━━━ Text ━━━
Dyami Thomas of the Klamath Tribe shares suicide prevention message
POLACCA, Ariz. — Suicide can be prevented through positive thinking, surrounding yourself with positive people and activities, eating properly and avoiding drugs and alcohol.
That is the message that motivational speaker Dyami Thomas brought to Hopi Jr/Sr High School during an assembly Feb 19.
Thomas, a member of the Klamath Tribe in Oregon, is an actor and model, but considers motivational speaking to youth his most important job. He is especially concerned about preventing suicide.
“You should do something you like every day,” he said. “Anything negative has a rippling effect, so you should surround yourself with positive people and activities.”
Thomas said too many people feel that nobody understands what they have gone through or are going through.
“But you are not the only one. There are billions of people on this Earth and many have gone through or will go through what you’re going through. You need to share the experience with somebody,” Thomas said.
Thomas asked the students if they had gone through something that was hard. Most of the students raised their hands. Thomas then asked the students if they talked about those hard times and if talking about it helped. Again, most students raised their hands.
━━━ Raw data ━━━
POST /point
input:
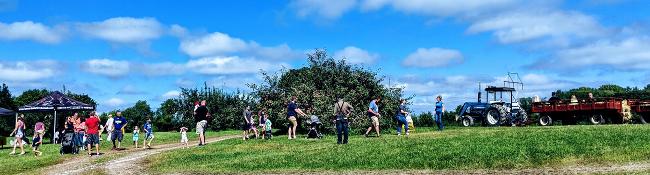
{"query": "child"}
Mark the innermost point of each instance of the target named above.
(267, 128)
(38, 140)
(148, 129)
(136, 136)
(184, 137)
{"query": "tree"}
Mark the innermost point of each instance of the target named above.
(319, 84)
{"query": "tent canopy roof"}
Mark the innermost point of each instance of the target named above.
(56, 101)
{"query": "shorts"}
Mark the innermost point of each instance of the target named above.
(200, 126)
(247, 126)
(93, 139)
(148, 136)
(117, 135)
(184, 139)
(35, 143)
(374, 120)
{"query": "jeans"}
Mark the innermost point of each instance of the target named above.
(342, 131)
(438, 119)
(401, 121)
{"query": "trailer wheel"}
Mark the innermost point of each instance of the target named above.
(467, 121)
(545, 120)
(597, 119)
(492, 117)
━━━
━━━ Raw data ━━━
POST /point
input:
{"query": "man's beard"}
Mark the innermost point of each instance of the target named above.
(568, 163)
━━━
■ **Exercise requirements**
1 > From the suicide prevention article, list every way it says suicide can be prevented.
2 > Reproduce the passage of the suicide prevention article between "Dyami Thomas of" and "assembly Feb 19.", inclusive.
Use only the suicide prevention article to answer; set the records aside.

■ **Responses to the exercise**
1 >
- Positive thinking
- Surrounding yourself with positive people and activities
- Eating properly
- Avoiding drugs and alcohol

2 >
Dyami Thomas of the Klamath Tribe shares suicide prevention message
POLACCA, Ariz. — Suicide can be prevented through positive thinking, surrounding yourself with positive people and activities, eating properly and avoiding drugs and alcohol.
That is the message that motivational speaker Dyami Thomas brought to Hopi Jr/Sr High School during an assembly Feb 19.